### Supplied records

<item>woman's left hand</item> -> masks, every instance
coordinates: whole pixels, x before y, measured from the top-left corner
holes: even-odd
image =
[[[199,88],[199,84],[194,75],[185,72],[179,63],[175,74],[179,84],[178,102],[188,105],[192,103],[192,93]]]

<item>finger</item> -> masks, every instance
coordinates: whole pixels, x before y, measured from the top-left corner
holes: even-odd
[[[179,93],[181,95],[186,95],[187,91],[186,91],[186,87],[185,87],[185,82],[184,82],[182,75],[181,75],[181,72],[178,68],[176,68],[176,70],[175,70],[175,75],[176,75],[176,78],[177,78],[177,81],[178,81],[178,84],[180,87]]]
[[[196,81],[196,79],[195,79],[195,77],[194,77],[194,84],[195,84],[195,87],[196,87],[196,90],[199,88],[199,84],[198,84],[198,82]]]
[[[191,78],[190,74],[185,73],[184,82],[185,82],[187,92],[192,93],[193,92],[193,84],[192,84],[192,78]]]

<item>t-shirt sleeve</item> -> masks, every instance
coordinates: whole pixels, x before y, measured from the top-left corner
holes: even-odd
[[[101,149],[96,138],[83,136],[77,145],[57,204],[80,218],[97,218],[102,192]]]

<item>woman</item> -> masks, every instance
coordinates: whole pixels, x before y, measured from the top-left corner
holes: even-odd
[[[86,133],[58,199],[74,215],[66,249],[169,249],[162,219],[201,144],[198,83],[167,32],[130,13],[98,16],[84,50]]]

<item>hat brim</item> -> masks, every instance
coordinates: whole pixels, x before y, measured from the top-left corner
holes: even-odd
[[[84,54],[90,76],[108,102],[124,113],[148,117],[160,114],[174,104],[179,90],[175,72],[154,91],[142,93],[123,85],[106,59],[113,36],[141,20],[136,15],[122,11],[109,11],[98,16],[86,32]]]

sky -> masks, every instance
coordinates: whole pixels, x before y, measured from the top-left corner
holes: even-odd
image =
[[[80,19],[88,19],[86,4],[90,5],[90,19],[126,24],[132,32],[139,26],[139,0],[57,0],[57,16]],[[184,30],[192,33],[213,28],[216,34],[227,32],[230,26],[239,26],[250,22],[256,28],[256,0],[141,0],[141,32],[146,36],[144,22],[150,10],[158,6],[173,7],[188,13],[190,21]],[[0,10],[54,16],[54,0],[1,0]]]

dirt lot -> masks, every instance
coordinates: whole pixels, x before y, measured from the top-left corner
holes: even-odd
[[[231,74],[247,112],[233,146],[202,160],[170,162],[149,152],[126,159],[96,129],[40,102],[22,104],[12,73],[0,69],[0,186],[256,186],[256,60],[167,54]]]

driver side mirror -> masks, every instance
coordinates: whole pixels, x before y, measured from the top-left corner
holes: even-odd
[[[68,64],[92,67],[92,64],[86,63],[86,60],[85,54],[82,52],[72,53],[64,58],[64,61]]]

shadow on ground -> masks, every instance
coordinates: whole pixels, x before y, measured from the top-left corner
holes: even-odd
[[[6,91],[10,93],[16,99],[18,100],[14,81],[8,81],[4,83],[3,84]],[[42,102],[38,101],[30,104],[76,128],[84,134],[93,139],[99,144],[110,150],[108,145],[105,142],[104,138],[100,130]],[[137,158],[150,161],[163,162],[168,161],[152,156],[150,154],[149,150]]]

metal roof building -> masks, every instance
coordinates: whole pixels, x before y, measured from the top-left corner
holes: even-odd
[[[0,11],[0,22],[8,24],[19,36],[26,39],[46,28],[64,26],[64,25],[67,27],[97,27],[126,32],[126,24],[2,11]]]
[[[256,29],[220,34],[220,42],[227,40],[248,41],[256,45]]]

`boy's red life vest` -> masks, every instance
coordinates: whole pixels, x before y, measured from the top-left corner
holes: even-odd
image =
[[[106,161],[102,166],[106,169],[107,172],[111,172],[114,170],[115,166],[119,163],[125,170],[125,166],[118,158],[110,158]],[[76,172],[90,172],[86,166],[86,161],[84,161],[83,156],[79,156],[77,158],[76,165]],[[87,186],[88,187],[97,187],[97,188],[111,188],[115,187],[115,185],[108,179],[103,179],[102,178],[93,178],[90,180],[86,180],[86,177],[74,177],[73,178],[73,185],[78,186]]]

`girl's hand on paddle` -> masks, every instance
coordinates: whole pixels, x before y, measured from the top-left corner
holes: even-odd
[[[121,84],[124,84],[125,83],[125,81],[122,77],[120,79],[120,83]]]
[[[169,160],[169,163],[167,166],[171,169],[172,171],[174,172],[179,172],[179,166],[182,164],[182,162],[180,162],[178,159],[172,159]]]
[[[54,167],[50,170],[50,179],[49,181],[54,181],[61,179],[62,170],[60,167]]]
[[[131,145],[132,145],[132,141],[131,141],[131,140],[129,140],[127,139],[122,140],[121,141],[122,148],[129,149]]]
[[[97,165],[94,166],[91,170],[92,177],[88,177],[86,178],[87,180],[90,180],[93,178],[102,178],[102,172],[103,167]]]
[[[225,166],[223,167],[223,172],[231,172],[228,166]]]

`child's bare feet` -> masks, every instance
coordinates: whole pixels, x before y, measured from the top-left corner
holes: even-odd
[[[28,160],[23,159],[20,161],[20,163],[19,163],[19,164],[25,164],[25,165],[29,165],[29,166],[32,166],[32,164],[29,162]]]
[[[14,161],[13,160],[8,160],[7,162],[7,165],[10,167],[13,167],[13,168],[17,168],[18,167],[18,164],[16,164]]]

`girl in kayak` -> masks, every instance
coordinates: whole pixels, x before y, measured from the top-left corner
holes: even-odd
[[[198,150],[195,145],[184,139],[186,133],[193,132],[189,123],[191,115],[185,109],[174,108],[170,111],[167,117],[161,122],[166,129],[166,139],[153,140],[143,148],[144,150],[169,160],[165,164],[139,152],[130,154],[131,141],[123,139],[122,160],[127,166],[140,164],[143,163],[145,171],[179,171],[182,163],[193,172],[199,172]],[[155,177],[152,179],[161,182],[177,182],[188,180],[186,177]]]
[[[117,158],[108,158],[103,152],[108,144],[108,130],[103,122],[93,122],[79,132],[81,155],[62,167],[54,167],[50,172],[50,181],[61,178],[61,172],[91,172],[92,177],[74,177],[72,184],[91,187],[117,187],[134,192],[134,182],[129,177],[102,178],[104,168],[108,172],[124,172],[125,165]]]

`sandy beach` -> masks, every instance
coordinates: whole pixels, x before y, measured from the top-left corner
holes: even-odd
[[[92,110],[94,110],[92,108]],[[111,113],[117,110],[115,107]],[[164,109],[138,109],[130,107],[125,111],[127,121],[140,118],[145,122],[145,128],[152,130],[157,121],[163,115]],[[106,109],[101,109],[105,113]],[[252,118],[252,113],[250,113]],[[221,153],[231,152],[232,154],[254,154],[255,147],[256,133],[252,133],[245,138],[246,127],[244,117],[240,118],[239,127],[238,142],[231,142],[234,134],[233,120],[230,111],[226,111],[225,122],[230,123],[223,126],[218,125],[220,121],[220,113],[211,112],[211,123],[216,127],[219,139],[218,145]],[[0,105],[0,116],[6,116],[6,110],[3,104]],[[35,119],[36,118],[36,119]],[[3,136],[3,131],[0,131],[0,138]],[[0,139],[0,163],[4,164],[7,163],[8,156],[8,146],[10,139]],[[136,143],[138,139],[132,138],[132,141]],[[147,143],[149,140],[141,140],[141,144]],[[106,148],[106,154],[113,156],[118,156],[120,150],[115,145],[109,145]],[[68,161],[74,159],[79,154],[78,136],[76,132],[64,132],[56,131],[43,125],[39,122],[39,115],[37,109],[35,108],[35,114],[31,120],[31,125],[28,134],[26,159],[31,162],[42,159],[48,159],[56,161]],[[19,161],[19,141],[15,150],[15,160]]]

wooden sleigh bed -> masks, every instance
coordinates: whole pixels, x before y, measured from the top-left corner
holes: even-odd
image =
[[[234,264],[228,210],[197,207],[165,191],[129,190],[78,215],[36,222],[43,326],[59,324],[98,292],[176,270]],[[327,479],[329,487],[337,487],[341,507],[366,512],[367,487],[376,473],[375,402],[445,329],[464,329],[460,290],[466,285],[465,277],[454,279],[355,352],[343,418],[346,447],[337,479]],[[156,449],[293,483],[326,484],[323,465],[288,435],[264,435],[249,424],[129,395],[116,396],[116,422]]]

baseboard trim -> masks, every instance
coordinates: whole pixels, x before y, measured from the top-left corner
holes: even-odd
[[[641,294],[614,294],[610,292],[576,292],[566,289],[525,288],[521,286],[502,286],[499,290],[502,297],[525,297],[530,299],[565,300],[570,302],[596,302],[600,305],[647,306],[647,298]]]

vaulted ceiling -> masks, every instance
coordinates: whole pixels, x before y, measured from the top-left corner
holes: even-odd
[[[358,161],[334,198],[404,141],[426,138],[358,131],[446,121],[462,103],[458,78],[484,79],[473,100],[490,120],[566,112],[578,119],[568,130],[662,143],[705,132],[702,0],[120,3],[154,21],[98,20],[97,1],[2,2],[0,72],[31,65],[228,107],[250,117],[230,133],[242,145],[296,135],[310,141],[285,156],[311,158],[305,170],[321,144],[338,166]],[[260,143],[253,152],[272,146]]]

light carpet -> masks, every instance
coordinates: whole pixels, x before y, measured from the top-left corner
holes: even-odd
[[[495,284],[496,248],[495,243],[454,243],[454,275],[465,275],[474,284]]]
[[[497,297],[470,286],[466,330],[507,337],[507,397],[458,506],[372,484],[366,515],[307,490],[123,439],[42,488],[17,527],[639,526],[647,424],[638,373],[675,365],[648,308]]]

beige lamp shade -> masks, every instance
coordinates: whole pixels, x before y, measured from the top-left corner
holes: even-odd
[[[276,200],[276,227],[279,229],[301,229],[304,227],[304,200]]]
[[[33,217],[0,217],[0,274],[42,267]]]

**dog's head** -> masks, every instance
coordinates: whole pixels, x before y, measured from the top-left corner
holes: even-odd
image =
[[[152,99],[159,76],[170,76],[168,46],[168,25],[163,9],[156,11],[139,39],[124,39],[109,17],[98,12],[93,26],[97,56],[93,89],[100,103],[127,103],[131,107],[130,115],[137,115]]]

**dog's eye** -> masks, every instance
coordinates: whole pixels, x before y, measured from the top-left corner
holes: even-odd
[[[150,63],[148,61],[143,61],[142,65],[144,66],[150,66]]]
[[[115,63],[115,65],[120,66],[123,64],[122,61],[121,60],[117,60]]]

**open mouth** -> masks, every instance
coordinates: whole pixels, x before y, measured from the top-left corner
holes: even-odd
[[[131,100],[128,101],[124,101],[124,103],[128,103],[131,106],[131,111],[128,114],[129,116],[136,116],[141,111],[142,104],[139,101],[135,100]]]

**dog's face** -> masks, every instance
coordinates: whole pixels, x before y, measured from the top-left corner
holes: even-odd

######

=== What the task asks ===
Reproduce the lines of the data unchanged, starting with the line that contains "head** -> masks, every instance" and continuing through the final line of the data, with both of those lines included.

=== Task response ===
**dog's head** -> masks, every instance
coordinates: whole pixels, x before y, measured from the top-left corner
holes: even-odd
image =
[[[152,99],[159,76],[170,76],[168,46],[168,25],[163,9],[156,11],[139,39],[124,39],[109,17],[98,12],[93,26],[97,56],[93,89],[100,103],[127,103],[131,107],[130,115],[137,115]]]

**dog's eye** -> masks, every instance
coordinates: whole pixels, x before y, measured from the top-left corner
holes: even-odd
[[[150,63],[148,61],[143,61],[142,65],[144,66],[150,66]]]
[[[115,63],[115,65],[120,66],[123,64],[122,61],[121,60],[117,60]]]

**open mouth** -> masks, every instance
coordinates: whole pixels, x before y, measured from the top-left corner
holes: even-odd
[[[131,100],[128,101],[124,101],[124,103],[128,103],[131,106],[131,111],[128,114],[129,116],[136,116],[141,111],[142,104],[139,101],[135,100]]]

**dog's face** -> masks, every instance
coordinates: whole pixels, x before y, measured from the top-left corner
holes: even-odd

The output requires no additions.